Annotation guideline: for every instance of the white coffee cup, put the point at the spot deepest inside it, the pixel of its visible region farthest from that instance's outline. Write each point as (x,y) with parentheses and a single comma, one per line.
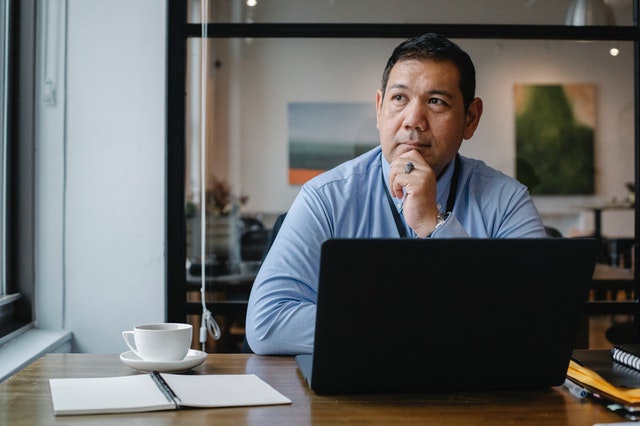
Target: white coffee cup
(159,342)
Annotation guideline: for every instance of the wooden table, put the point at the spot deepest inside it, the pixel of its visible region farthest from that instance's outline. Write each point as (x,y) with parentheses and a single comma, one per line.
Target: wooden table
(25,399)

══════════════════════════════

**Task prompt**
Rewrite all of the records with "spot" replaced by "location" and everything else unchanged, leaving out the pictures.

**Worked solution**
Annotation guideline: for every instance of the white coffee cup, put the point at the location deepest inside it, the pixel of its visible region farthest from that instance's outline. Write each point as (x,y) with parentheses and a single comma, one per line.
Target: white coffee cup
(159,342)
Annotation guideline: for every instance of the wooden table, put the point at the location deepest inside it, the pixel of its visible region farthest from that instance's outline. Write each point as (x,y) with parentheses and a single comma, one per line.
Target: wooden table
(25,399)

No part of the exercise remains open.